**Source information:**
Content starts
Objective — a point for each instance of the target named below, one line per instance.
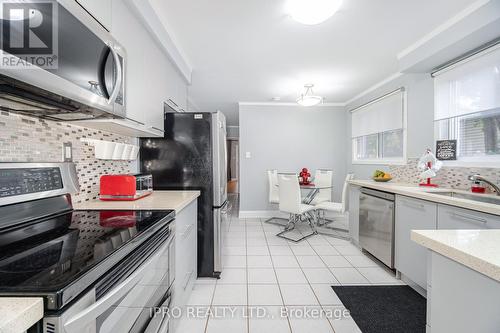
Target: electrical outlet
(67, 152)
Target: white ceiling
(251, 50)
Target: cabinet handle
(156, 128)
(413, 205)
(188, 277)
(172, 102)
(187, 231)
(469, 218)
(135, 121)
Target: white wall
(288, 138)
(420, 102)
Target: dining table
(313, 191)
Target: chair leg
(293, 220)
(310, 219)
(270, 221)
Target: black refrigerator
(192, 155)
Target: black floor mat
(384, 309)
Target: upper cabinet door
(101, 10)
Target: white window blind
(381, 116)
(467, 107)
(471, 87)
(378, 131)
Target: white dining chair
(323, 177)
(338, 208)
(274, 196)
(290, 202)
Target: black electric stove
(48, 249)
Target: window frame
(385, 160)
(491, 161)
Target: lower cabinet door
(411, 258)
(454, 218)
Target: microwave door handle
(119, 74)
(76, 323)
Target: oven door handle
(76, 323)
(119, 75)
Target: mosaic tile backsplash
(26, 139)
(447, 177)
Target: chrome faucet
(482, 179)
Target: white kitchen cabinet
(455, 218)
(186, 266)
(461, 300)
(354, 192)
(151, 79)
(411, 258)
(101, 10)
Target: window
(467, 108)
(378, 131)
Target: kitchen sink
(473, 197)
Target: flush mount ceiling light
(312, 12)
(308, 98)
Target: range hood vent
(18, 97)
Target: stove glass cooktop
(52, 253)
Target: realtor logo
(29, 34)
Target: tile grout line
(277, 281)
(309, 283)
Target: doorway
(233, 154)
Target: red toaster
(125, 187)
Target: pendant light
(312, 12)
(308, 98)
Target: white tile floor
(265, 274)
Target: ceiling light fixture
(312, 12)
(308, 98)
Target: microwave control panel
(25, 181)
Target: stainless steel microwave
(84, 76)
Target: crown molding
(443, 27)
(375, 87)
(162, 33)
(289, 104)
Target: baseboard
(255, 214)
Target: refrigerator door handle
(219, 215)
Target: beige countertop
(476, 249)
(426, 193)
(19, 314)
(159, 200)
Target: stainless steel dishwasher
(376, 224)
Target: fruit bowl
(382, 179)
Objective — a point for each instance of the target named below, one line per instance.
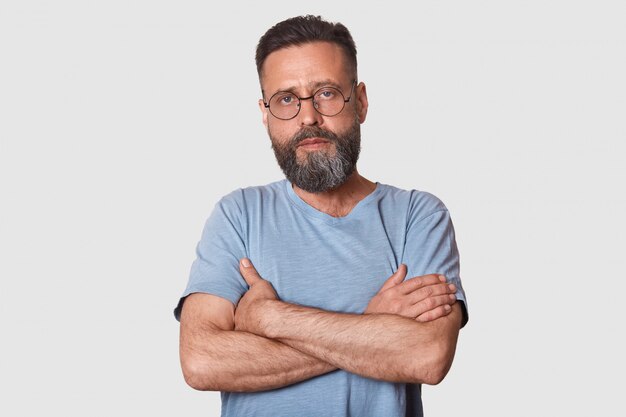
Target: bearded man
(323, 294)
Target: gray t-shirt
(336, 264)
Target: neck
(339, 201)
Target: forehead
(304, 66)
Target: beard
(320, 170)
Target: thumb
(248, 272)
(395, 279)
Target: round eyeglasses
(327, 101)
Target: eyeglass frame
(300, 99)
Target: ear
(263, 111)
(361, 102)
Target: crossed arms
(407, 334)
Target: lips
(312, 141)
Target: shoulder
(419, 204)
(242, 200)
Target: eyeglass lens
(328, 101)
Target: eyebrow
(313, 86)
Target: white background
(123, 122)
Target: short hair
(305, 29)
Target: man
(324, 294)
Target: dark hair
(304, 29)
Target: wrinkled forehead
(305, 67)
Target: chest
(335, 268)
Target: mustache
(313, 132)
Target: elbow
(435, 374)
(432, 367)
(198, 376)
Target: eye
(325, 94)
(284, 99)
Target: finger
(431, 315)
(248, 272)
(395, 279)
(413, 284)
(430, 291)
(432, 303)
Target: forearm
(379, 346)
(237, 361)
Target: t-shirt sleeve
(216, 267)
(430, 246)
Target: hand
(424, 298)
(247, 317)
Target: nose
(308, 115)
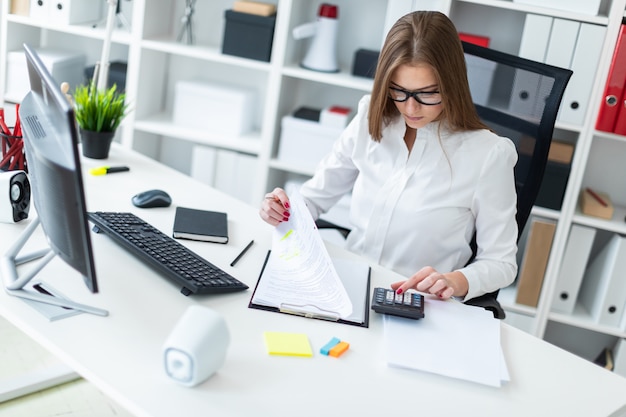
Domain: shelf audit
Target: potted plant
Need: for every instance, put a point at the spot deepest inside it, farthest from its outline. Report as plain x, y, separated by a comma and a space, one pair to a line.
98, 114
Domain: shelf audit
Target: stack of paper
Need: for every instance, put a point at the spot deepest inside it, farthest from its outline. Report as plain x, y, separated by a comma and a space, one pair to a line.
Content ends
Retype all of the data above word for word, excluding the pictures.

Objective — a point for each instance of the target named below, one line per instance.
Target: electrical outlet
(67, 152)
Target: white ceiling
(251, 50)
Target: cabinet handle
(156, 128)
(413, 205)
(188, 277)
(172, 102)
(187, 231)
(469, 218)
(135, 121)
Target: white wall
(288, 138)
(420, 102)
Target: dining table
(313, 191)
Target: chair leg
(293, 220)
(310, 219)
(270, 221)
Target: black refrigerator
(192, 155)
Target: black floor mat
(384, 309)
Target: upper cabinet door
(101, 10)
Target: white window blind
(381, 116)
(467, 107)
(471, 87)
(378, 131)
Target: white dining chair
(323, 177)
(338, 208)
(274, 196)
(290, 202)
Target: black electric stove
(48, 249)
Target: window frame
(385, 160)
(491, 161)
Target: lower cabinet door
(411, 258)
(454, 218)
Target: microwave door handle
(119, 74)
(76, 323)
Target: oven door handle
(76, 323)
(119, 75)
Target: mosaic tile backsplash
(26, 139)
(447, 177)
Target: chrome faucet
(482, 179)
Target: white kitchen cabinet
(455, 218)
(186, 266)
(461, 300)
(354, 192)
(151, 79)
(411, 258)
(101, 10)
Target: window
(467, 108)
(378, 131)
Target: kitchen sink
(473, 197)
Target: flush mount ceiling light
(312, 12)
(308, 98)
Target: range hood vent
(18, 97)
Target: stove glass cooktop
(52, 253)
Target: realtor logo
(29, 34)
Target: tile grout line
(277, 281)
(309, 283)
Target: doorway
(233, 154)
Target: red toaster
(125, 187)
Target: pendant light
(312, 12)
(308, 98)
Target: white tile floor
(265, 274)
Target: ceiling light fixture
(312, 12)
(308, 98)
Target: microwave control panel
(25, 181)
Target: stainless steel microwave
(84, 76)
Target: crown molding
(443, 27)
(375, 87)
(162, 33)
(289, 104)
Target: baseboard
(255, 214)
Target: refrigerator door handle
(219, 215)
Target: beige countertop
(476, 249)
(426, 193)
(19, 314)
(159, 200)
Target: stainless steel dishwasher
(376, 224)
Target: fruit bowl
(382, 179)
Objective — a point for each instance of the target named below, one line per instance.
Target: bearded man
(323, 294)
Target: gray t-shirt
(336, 264)
Target: neck
(339, 201)
Target: forehead
(304, 66)
Target: beard
(320, 170)
Target: thumb
(248, 272)
(395, 279)
Target: round eyeglasses
(327, 101)
Target: eyeglass frame
(300, 99)
Target: ear
(263, 111)
(361, 102)
Target: crossed arms
(407, 334)
Target: lips
(312, 141)
Target: shoulder
(419, 204)
(242, 200)
Target: eyeglass lens
(328, 101)
Target: eyebrow
(313, 86)
Target: white background
(123, 122)
Target: short hair
(305, 29)
Target: man
(324, 294)
Target: dark hair
(304, 29)
Target: wrinkled forehead
(305, 67)
Target: chest
(335, 268)
Target: mustache
(313, 132)
Target: elbow
(435, 374)
(432, 367)
(198, 376)
Target: eye
(325, 94)
(284, 99)
Target: finger
(431, 315)
(248, 272)
(395, 279)
(413, 284)
(430, 291)
(432, 303)
Target: forearm
(379, 346)
(237, 361)
Target: t-shirt sleeve
(216, 267)
(430, 246)
Target: hand
(424, 298)
(247, 317)
Target: nose
(308, 115)
Domain: shelf audit
Target: potted plant
Need: for every instance, put a point at the spot deepest inside it, farthest from its outline. Report as plain x, y, separated by a comma and a space, one pair to a line.
98, 114
Domain: shelf audit
Target: stack of paper
Need: for every instance, put a point at the spot deepest inside it, farthest from its outline. Report as plain x, y, separated by a comma and a space, one pair to a line.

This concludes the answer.